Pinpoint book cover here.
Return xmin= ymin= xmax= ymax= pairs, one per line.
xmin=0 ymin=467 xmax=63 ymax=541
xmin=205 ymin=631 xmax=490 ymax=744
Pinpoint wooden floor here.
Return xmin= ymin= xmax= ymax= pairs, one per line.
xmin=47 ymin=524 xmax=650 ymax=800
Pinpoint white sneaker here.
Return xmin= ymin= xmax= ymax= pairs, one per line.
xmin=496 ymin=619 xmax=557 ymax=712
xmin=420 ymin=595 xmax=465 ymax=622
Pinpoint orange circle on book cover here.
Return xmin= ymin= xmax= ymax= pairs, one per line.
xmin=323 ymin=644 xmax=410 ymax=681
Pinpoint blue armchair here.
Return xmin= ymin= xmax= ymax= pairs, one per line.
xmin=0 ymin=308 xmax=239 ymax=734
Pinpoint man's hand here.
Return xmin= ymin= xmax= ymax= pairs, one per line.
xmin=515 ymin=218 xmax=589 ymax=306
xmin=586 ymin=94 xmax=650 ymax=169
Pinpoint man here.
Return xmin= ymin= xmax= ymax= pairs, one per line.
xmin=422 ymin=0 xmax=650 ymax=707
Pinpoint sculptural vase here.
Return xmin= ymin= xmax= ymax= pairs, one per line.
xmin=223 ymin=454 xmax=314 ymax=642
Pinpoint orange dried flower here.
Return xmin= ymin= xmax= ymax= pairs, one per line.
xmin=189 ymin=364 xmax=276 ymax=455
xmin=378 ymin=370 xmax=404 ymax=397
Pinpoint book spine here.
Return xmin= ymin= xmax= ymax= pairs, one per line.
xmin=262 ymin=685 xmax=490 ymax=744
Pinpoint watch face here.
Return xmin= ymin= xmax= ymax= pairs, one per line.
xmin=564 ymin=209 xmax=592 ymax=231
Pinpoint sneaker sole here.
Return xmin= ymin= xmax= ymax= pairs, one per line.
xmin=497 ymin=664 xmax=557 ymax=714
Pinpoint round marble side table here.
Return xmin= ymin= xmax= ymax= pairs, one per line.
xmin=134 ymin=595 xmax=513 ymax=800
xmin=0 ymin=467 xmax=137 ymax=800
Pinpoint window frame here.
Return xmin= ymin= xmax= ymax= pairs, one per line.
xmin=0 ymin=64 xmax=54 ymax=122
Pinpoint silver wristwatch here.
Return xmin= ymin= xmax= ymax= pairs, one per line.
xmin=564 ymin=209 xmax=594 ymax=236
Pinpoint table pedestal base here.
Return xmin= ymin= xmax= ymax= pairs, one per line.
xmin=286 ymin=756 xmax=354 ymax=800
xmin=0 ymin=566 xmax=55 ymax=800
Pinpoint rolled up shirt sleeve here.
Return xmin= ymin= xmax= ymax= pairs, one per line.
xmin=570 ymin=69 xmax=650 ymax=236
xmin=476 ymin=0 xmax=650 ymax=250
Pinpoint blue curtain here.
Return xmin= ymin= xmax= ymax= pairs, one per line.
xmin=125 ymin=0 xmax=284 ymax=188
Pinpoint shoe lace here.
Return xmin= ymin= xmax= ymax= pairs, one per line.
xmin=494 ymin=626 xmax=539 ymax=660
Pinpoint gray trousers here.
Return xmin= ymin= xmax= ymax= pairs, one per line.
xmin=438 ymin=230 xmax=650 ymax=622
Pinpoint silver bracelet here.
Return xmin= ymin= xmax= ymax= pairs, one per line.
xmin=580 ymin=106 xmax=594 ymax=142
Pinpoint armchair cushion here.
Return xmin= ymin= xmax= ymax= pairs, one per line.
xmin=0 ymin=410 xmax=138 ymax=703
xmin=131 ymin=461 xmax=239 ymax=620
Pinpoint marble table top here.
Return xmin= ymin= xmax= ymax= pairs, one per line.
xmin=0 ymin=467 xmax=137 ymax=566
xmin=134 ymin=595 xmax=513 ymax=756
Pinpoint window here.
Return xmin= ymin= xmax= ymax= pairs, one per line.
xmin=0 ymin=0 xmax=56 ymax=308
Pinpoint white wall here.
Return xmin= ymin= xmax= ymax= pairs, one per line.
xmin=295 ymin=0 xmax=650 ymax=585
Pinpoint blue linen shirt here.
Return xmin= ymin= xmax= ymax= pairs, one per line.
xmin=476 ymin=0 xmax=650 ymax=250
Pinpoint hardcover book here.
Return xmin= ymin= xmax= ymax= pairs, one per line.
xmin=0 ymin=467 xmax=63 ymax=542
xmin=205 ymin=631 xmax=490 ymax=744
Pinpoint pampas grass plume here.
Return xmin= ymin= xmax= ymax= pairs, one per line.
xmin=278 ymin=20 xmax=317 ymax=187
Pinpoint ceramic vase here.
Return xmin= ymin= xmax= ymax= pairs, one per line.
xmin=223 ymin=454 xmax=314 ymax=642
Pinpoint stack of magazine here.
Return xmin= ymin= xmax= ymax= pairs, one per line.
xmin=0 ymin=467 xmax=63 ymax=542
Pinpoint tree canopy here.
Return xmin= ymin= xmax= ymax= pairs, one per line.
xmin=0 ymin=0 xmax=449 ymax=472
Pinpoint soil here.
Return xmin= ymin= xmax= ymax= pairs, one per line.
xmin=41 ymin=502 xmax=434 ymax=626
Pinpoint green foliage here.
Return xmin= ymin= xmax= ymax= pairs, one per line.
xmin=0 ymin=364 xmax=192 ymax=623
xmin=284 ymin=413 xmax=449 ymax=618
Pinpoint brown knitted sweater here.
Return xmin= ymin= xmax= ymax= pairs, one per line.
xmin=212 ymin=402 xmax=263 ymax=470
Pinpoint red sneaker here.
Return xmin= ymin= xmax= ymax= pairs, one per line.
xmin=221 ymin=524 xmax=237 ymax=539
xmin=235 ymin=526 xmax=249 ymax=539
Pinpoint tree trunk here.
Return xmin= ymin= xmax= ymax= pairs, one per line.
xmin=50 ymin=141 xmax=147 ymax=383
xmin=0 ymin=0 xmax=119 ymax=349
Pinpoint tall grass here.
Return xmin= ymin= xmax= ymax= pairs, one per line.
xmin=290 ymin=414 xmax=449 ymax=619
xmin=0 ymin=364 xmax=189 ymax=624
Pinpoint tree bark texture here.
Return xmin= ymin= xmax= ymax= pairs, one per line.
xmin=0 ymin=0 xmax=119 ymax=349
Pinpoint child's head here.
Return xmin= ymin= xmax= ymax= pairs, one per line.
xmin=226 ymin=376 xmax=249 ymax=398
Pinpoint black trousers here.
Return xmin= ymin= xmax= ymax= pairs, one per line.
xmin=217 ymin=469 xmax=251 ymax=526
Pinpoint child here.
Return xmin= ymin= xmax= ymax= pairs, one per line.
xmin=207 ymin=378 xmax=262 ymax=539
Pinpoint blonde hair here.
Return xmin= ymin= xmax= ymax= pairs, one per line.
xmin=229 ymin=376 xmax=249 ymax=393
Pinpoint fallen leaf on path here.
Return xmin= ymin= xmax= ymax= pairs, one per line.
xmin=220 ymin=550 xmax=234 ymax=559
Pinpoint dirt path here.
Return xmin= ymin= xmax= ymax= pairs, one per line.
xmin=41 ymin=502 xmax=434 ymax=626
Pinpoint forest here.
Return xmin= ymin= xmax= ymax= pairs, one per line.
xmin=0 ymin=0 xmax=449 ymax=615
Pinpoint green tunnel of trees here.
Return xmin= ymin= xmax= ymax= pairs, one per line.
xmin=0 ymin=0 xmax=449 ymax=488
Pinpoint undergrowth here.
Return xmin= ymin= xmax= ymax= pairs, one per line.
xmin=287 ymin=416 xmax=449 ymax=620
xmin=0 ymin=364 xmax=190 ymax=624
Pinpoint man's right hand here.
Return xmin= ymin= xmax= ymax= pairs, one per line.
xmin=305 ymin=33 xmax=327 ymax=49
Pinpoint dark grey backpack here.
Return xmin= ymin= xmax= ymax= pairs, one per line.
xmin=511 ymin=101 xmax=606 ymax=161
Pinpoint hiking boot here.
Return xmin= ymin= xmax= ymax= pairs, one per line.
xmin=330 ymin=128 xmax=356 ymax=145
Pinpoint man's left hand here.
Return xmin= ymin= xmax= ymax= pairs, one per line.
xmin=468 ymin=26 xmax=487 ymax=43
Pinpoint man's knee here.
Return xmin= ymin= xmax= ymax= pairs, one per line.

####

Problem details → Render the part of the items that opens with the line containing "Pinpoint soil here." and closes with the line containing "xmin=212 ymin=402 xmax=263 ymax=470" as a Markdown table with the columns Row and Line, numbering each line in order and leaving out blank lines.

Final answer →
| Row | Line |
|---|---|
| 1 | Pinpoint soil here. |
| 2 | Return xmin= ymin= xmax= ymax= pairs, one per line. |
| 3 | xmin=41 ymin=502 xmax=434 ymax=626 |
| 4 | Pinpoint green foliage here. |
| 5 | Return xmin= ymin= xmax= ymax= pairs, one per line. |
| 6 | xmin=0 ymin=364 xmax=192 ymax=623 |
| 7 | xmin=284 ymin=413 xmax=449 ymax=618 |
| 8 | Pinpoint brown knitted sweater here. |
| 9 | Return xmin= ymin= xmax= ymax= pairs, one per line. |
| 10 | xmin=212 ymin=402 xmax=263 ymax=470 |